# Squeaky wheel....and it wont stop!!!!!!!



## Sky14 (Aug 18, 2006)

I've tried vegie oil and they lick it off. I've used soap but it doesn't last more than 2 days. HELP!!!!!! It keeps me awake at night and it's just plain anoying!!!! PLEASE HELP!!!!!! I don't know what to use that isn't going to hurt them.... 

HELP!!!!!


----------



## Night (Feb 23, 2007)

Olive oil is the best. Vegetable oil dries extremely quickly, usually needing to be re-applied after only a day.


----------



## Sky14 (Aug 18, 2006)

They just lick it off.


----------



## Sparker (Jun 17, 2007)

What if you used olive oil, but put some bitter apple or vinegar on top of it or around it? Something that doesn't taste good...


----------



## Night (Feb 23, 2007)

Mine lick it off some too, but stop after a while. Maybe your ratties are bored/hungry?


----------



## Whiskers (Jun 29, 2007)

[align=center]My wheel was squeaky, too.
But then my mom used spray-on silicone.
Now it doesn't squeak at all.  [/align]


----------



## Lesath (Jul 14, 2007)

This might be silly, but get a new wheel? They are usually inexpensive from what I've noticed.


----------



## Matt (Jun 14, 2007)

Olive Oil and Vegie Oil? I have Never Heard of that Before.

Try Vasiline. It works wonders and mine dont lick it off.

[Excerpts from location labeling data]
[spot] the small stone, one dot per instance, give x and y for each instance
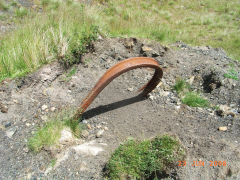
(26, 150)
(223, 128)
(146, 49)
(8, 124)
(190, 81)
(98, 126)
(11, 132)
(15, 101)
(151, 97)
(89, 126)
(66, 136)
(28, 124)
(232, 114)
(44, 107)
(130, 89)
(99, 133)
(53, 109)
(84, 133)
(4, 109)
(177, 108)
(44, 118)
(84, 121)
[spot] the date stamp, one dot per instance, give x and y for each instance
(201, 163)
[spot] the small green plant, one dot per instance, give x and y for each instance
(21, 12)
(181, 85)
(46, 135)
(232, 74)
(144, 159)
(50, 132)
(72, 72)
(193, 99)
(53, 162)
(3, 6)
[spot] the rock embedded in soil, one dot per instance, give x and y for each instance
(222, 128)
(11, 132)
(44, 107)
(85, 133)
(100, 133)
(3, 108)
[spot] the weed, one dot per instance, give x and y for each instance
(72, 72)
(3, 6)
(181, 85)
(53, 162)
(21, 12)
(61, 35)
(232, 74)
(50, 132)
(46, 136)
(141, 160)
(193, 99)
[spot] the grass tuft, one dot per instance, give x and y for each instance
(232, 74)
(181, 85)
(63, 34)
(3, 5)
(144, 159)
(46, 136)
(50, 132)
(194, 100)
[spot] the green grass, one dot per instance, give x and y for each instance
(232, 74)
(64, 30)
(50, 132)
(194, 100)
(206, 22)
(189, 97)
(63, 34)
(53, 162)
(3, 5)
(144, 159)
(181, 86)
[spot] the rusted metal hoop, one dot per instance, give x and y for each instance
(117, 70)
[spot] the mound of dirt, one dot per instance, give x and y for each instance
(117, 113)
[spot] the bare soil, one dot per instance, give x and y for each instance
(121, 114)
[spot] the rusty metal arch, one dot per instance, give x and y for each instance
(117, 70)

TO-DO LIST ->
• A. Answer these questions about the squeaky wheel thread:
(i) According to Sky14, how long does soap last on the wheel?
(ii) What did Whiskers' mom use on the wheel?
(iii) What does Matt tell others to try?
• B. Change the part of the squeaky wheel thread that opens with the words containing "I've tried vegie" and closes with "to hurt them....", putting "wax" in place of "soap".

EXPECTED RESPONSES ->
• A.
(i) No more than 2 days.
(ii) Spray-on silicone.
(iii) Vasiline.

• B.
I've tried vegie oil and they lick it off. I've used wax but it doesn't last more than 2 days. HELP!!!!!! It keeps me awake at night and it's just plain anoying!!!! PLEASE HELP!!!!!! I don't know what to use that isn't going to hurt them....